━━ Passage to read ━━

Training: Quantum case
In this tutorial we will train a lambeq
model to solve the relative pronoun classification task presented in [Lea2021]. The goal is to predict whether a noun phrase contains a subject-based or an object-based relative clause. The entries of this dataset are extracted from the RelPron dataset [Rea2016].
We will use an IQPAnsatz
to convert string diagrams into quantum circuits. The pipeline uses tket as a backend.
If you have already gone through the classical training tutorial, you will see that there are only minor differences for the quantum case.
Preparation
We start with importing NumPy and specifying some training hyperparameters.
[1]:
import os
import warnings
warnings.filterwarnings('ignore')
os.environ['TOKENIZERS_PARALLELISM'] = 'true'
Note
We disable warnings to filter out issues with the tqdm package used in jupyter notebooks. Furthermore, we have to specify whether we want to use parallel computation for the tokenizer used by the BobcatParser
. None of the above impairs the performance of the code.
[2]:
import numpy as np
BATCH_SIZE = 30
EPOCHS = 1000
SEED = 2
Input data
Let’s read the data and print some example sentences.
[3]:
def read_data(filename):
labels, sentences = [], []
with open(filename) as f:
for line in f:
t = int(line[0])
labels.append([t, 1-t])
sentences.append(line[1:].strip())
return labels, sentences
train_labels, train_data = read_data('../examples/datasets/rp_train_data.txt')
val_labels, val_data = read_data('../examples/datasets/rp_test_data.txt')

━━━
━━ Records for this exercise ━━

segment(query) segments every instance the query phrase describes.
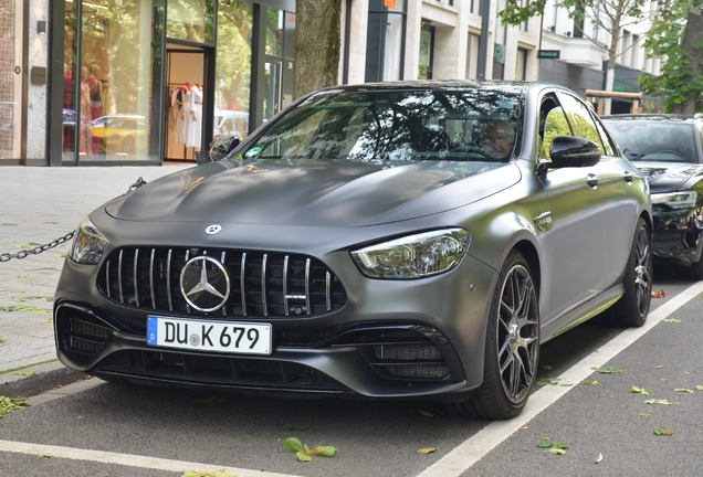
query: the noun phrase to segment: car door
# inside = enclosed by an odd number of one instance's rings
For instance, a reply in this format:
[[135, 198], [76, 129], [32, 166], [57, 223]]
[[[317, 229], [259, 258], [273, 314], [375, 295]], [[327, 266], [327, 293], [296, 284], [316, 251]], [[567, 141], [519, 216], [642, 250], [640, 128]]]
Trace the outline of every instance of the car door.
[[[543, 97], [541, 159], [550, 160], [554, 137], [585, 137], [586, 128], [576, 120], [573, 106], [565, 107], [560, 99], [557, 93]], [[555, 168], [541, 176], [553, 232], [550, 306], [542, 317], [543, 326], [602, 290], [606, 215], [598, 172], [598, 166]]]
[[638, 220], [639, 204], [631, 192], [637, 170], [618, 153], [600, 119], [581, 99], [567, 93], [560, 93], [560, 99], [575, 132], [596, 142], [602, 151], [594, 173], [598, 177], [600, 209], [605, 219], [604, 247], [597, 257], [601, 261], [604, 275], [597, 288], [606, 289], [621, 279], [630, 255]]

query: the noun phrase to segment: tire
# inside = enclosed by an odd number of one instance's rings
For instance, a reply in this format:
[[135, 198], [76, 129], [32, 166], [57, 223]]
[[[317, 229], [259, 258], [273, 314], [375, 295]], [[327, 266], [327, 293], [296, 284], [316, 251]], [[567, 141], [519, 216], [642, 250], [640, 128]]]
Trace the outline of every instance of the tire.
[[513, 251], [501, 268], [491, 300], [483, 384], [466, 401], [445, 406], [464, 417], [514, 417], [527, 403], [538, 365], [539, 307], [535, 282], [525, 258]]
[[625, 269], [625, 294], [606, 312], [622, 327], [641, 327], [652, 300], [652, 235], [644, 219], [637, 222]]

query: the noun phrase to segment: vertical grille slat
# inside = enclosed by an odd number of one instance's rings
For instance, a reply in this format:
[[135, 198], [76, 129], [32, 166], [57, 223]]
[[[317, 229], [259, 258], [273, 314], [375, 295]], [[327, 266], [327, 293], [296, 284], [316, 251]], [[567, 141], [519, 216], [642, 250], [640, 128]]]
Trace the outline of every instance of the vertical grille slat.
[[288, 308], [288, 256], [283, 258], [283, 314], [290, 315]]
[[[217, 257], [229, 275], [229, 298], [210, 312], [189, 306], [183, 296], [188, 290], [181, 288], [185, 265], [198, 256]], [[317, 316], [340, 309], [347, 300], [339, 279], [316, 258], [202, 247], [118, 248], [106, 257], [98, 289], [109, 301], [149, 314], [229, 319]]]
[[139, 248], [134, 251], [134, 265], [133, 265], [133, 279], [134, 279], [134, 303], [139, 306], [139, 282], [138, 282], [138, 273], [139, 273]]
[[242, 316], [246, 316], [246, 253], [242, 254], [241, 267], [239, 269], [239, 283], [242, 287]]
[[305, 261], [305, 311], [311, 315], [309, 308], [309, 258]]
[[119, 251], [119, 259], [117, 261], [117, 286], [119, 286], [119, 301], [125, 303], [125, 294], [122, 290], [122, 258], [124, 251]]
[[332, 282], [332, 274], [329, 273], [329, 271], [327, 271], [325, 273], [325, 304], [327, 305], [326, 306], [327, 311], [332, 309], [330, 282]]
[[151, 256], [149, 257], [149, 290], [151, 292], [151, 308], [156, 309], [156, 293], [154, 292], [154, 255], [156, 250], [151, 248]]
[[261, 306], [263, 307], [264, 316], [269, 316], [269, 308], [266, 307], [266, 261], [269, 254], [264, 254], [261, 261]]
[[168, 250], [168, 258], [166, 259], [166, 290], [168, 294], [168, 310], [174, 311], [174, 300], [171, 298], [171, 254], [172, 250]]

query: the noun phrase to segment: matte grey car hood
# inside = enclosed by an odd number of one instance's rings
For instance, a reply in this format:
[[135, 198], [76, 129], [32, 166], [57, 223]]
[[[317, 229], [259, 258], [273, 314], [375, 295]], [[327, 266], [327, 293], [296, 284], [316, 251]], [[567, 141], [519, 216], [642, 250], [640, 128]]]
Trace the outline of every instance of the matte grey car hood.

━━━

__What you need to do__:
1/ Summarize the quantum training tutorial in two sentences.
2/ In the records, revise the stretch from the start through the line containing "Trace the outline of every instance of the car", replacing "car door" with "truck door" and leaving everything else unchanged. Leave the pictures out of your answer.
The records have no connection to the text.

__Worked solutions__:
1/ The tutorial trains a lambeq model on the relative pronoun classification task from [Lea2021], which asks whether a noun phrase contains a subject-based or an object-based relative clause, using entries taken from the RelPron dataset. It converts string diagrams into quantum circuits with an IQPAnsatz, uses tket as a backend, and begins by importing NumPy, setting training hyperparameters, and reading the training and test data.

2/
segment(query) segments every instance the query phrase describes.
query: the noun phrase to segment: truck door
# inside = enclosed by an odd number of one instance's rings
For instance, a reply in this format:
[[135, 198], [76, 129], [32, 166], [57, 223]]
[[[317, 229], [259, 258], [273, 314], [375, 295]], [[327, 266], [327, 293], [296, 284], [316, 251]], [[567, 141], [519, 216], [642, 250], [640, 128]]]
Trace the outline of every instance of the truck door.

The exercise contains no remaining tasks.